• _Document_:
Multi-Layer Graph Analysis for Text-Driven Relationships Using GNN Link Prediction

Analyzing complex graphs can be quite challenging, especially when the whole is greater than the sum of its parts. To address these challenges, we dive into the Enron email dataset, using its rich information to create a strong multi-layer graph analysis framework.

We start by building a foundational graph layer where email addresses are the nodes and email exchanges form the edges. This layer gives us a clear picture of the communication network, showing the direct interactions between individuals within the dataset.

Building upon this, we introduce a second graph layer that goes deeper into the content of these communications. Here, each interaction is represented as a node in the form of triplets—comprising the sender, receiver, email subject, and body. Edges in this layer signify communication chains, illustrating how discussions and information flow within the network.

To extract meaningful patterns from the textual content, we transform these triplet nodes into vectors using a transformer model. This transformation captures the semantic nuances of the email content. Following this, a Graph Neural Network (GNN) Link Prediction model is applied to these vectors. The model identifies potential links within the graph based on semantic similarity and structural patterns.

• _Entries provided_:
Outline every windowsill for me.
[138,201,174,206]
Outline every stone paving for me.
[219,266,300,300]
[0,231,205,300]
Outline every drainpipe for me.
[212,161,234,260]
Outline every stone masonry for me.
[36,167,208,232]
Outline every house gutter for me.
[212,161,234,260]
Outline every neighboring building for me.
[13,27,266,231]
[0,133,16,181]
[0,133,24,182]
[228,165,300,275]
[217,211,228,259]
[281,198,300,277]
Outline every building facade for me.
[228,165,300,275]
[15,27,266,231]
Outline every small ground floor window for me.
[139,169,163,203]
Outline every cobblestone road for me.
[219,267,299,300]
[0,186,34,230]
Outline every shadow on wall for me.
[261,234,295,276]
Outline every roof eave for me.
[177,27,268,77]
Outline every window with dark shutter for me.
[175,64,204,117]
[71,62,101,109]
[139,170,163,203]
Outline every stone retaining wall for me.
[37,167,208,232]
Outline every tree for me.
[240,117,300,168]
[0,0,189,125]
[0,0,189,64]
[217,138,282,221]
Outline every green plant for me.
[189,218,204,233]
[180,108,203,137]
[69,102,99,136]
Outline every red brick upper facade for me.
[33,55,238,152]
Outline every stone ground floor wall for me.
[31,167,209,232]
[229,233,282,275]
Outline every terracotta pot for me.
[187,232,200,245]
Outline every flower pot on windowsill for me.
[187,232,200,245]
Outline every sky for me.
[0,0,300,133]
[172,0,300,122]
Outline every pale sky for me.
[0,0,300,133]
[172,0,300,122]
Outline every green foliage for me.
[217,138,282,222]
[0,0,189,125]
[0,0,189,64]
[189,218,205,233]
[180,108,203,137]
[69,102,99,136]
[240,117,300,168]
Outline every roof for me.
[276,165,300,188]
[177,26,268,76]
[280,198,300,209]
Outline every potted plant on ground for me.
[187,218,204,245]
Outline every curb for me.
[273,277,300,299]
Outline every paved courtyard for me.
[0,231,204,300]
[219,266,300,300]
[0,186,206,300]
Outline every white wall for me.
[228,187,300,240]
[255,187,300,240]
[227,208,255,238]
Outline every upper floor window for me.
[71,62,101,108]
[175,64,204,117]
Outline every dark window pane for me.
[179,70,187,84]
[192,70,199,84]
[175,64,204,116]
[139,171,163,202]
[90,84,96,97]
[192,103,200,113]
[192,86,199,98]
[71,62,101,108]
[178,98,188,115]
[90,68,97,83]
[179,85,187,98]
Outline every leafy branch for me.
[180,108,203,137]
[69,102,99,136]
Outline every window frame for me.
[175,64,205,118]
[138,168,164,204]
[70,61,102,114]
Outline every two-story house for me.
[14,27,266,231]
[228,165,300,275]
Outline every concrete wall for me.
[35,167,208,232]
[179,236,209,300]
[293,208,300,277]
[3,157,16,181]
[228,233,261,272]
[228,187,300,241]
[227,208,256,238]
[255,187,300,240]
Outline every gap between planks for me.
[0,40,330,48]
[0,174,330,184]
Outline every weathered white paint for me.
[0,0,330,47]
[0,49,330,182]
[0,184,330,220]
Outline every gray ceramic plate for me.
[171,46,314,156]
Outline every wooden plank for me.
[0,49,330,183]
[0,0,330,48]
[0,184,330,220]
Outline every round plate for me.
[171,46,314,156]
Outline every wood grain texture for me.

• _To do_:
1. In the Enron graph analysis text, what forms the edges of the foundational graph layer?
2. According to the Enron graph analysis text, what components make up each node in the second graph layer? List all of them.
3. Decide whether each statement agrees with the Enron graph analysis text. Answer yes or no, and quote the deciding words.
(a) In the foundational layer, email addresses serve as the nodes.
(b) The triplet nodes are converted into vectors by the Graph Neural Network.
(c) The link prediction model finds potential links based on semantic similarity and structural patterns.

• _Exercise solutions_:
1. Email exchanges.

2. Sender, receiver, email subject, and body.

3.
(a) Yes: "email addresses are the nodes"
(b) No: "we transform these triplet nodes into vectors using a transformer model"
(c) Yes: "The model identifies potential links within the graph based on semantic similarity and structural patterns."